Kelahiran ini disebabkan oleh karma di masa kelahiran yang lampau. Jangka pembatasan dari samsara tergantung dari perbuatan baik kita di masa lampau (atita), yang akan datang (nagata) dan yang sekarang (wartamana).Adapun Punarbhawa tersebut merupakan suatu penderitaan yang diakibatkan oleh karma wesana dari kehidupan kita yang silih berganti. Tetapi janganlah memandang punarbhawa tersebut adalah negatif, karena melalui punarbhawa lah kita akan memperbaiki diri demi tercapainya tujuan kesempunaan hidup yang kita inginkan.

5. Moksa Sradha

Moksa Sradha adalah keyakinan tentang kebenaran adanya moksa. Moksa berasal dari bahasa Sansekerta  yaitu muks yang artinya bebas dari ikatan duniawi dimana jiwatman telah bebas dari siklus kelahiran dan kematian. Moksa inilah yang menjadi tujuan terakhir bagi umat Hindu. Moksa dapat dibedakan menjadi empat jenis yaitu :

  1. Samipya : suatu kebebasan yang dicapai oleh seseorang semasa hidupnya di dunia
  2. Sarupya (Sadharmya) : suatu kebebasan yang di dapat oleh sesesorang di dunia ini, karena kelahirannya, dimana kedududkan Atman merupakan suatu pancaran dari ke-Maha Kuasaan Tuhan
  3. Salokya : suatu kebebasan yang dapat dicapai oleh Atman, di mana Atman itu sendiri telah mencapai kesadaran yang sama dengan Tuhan.
  4. Sayujya : suatu tingkatan kebebasan yang tertinggi, di mana Atman telah benar-benar bersatu dengan Brahman

Istilah lain yang digunakan untuk mendefinisikan tingkatan moksa yaitu:

  1. Jiwa Mukti : suatu kebebasan yang dicapai oleh seseorang semasa hidupnya di dunia,dimana atman tidak terpengaruh lagi oleh unsur-unsur maya. Jiwa mukti sama sifatnya dengan samipya dan sarupya.
  2. Wideha Mukti (karma mukti) : suatu kebebasan yang dapat dicapai semasa hidup, dimana Atman telah dapat meninggalkan badan kasar, dan kesadarannya setaraf dengan Dewa, tetapi belum benar-benar bersatu dengan Tuhan karena masih ada sedikit imbas dari unsur maya yang mengikatnya. Wideha Mukti sama sifatnya dengan Salokya
  3. Purna Mukti : kebebasan yang paling sempurna dan yang paling tertinggi, dimana Atman telah bersatu dengan Tuhan. Purna Mukti sama dengan Sayujya.

__Catatan dari kumpulan pelabelan titik__
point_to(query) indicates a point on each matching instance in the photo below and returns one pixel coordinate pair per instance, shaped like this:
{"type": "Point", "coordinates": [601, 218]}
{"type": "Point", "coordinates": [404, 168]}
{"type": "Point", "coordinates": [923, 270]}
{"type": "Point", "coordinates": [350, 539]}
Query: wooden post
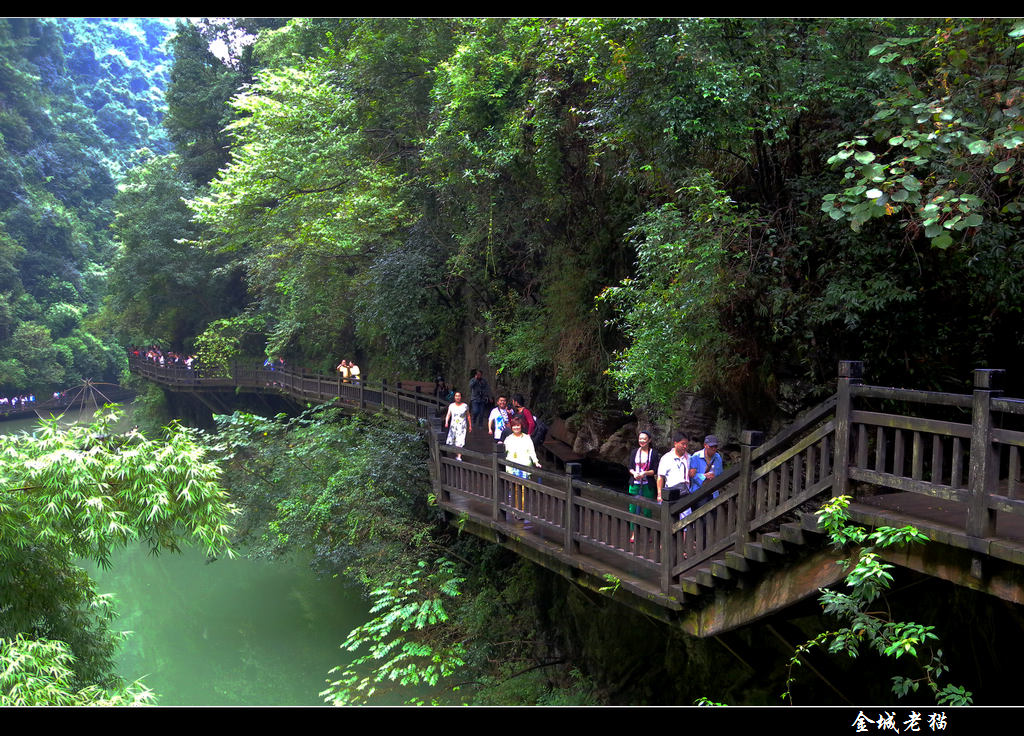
{"type": "Point", "coordinates": [850, 374]}
{"type": "Point", "coordinates": [984, 462]}
{"type": "Point", "coordinates": [496, 484]}
{"type": "Point", "coordinates": [569, 545]}
{"type": "Point", "coordinates": [667, 546]}
{"type": "Point", "coordinates": [744, 499]}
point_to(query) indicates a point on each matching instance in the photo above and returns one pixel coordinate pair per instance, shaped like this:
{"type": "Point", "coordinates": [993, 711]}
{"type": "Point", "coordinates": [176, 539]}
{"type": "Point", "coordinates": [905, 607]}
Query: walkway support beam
{"type": "Point", "coordinates": [850, 374]}
{"type": "Point", "coordinates": [984, 461]}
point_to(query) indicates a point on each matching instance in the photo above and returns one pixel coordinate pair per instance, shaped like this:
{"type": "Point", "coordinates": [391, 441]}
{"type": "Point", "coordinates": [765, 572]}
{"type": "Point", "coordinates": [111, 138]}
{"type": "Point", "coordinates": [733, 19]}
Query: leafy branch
{"type": "Point", "coordinates": [868, 579]}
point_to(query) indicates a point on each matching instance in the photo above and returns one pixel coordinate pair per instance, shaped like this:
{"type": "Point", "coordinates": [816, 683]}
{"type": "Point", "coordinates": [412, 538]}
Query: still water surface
{"type": "Point", "coordinates": [228, 633]}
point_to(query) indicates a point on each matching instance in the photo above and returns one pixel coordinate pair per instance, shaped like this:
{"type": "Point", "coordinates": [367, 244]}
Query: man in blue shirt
{"type": "Point", "coordinates": [705, 465]}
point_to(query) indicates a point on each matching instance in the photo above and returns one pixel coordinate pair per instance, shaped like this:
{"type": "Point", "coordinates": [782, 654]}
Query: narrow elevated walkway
{"type": "Point", "coordinates": [948, 464]}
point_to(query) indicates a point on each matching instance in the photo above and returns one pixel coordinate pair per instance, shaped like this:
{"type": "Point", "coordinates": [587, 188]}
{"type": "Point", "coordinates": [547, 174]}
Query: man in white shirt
{"type": "Point", "coordinates": [499, 419]}
{"type": "Point", "coordinates": [674, 470]}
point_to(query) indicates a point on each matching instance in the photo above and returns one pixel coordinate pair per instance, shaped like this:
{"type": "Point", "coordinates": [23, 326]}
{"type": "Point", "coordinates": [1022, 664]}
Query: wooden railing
{"type": "Point", "coordinates": [964, 448]}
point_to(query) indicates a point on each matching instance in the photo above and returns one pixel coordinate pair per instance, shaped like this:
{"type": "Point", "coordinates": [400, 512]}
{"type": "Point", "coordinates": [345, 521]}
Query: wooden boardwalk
{"type": "Point", "coordinates": [948, 464]}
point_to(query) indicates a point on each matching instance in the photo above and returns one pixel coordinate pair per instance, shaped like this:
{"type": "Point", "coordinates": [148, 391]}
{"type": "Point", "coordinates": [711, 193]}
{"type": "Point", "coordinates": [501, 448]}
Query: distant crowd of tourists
{"type": "Point", "coordinates": [16, 402]}
{"type": "Point", "coordinates": [653, 476]}
{"type": "Point", "coordinates": [163, 357]}
{"type": "Point", "coordinates": [349, 372]}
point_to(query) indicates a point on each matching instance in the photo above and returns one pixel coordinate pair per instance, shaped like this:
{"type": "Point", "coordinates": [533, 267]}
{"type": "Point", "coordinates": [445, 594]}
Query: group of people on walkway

__Tugas__
Tolong lanjutkan teks tentang Punarbhawa dan Moksa Sradha di atas, mulai tepat sesudah kalimat terakhirnya.

__Jawaban Tugas__
Jalan menuju moksa :

Catur marga artinya empat jalan atau cara untuk menghubungkan diri kepada Ida Sang Hyang Widhi Wasa atau Tuhan Yang Maha Esa yaitu :

Bhakti marga adalah suatu cara atau jalan untuk menghubungkan diri dengan Ida Sang Hyang Widhi , beserta manifestasinya, dengan cara sujud bhakti, menyucikan pikiran,  mengagungkan kebesaran-Nya dan menghindari diri dari segala perbuatan tercela. Bhakti dibagi atas dua tingkat, yaitu :

a. Apara bhakti

b. Para bhakti

Apara bhakti ialah cinta kasih yang perwujudannya masih lebih rendah dan dipraktekkan oleh mereka yang belum mempunyai tingkat kesucian yang tinggi .

Para bhakti ialah cinta kasih dalam perwujudannya yang lebih tinggi dan bisa dipraktekkan oleh orang yang jnananya tinggi dan kesuciannya sudah meningkat .

Bhakti marga adalah berupa penyerahan diri secara bulat kepada Ida Sang Hyang Widhi dengan perasaan cinta kasih dan ketulusan. Istilah untuk orang yang melaksanakan ajaran Bhakti marga adalah Bhakta.

2. Karma Marga

Karma marga adalah cara/jalan untuk mencapai moksa dengan cara pengabdian atau kerja tanpa pamrih. Dari uraian tersebut dapat disimpulkan bahwa setiap manusia yang hidup di dunia ini dan yang ingin mencapai suatu kebebasan yang tertinggi, manusia tersebut seharusnya melakukan kegiatan/kerja yang didasari dengan perasaan tulus ikhlas tanpa mengikatkan diri pada hasilnya. Istrilah untuk orang yang melaksanakan ajaran Karma marga adalah Karmin.

3. Jnana Marga

Jnana marga adalah cara/jalan untuk mencapai moksa dengan ilmu pengetahuan, unsur kebijaksanaan sangat ditekankan dalam ajaran ini. Seseorang yang menganut ajaran jnana marga harus dapat membedakan mana sebaiknya yang harus dipikirkan demi tercapainya suatu kekekalan yang abadi (moksa). Istilah untuk orang yang menganut ajaran Jnana marga dapat pula disebut Jnanin.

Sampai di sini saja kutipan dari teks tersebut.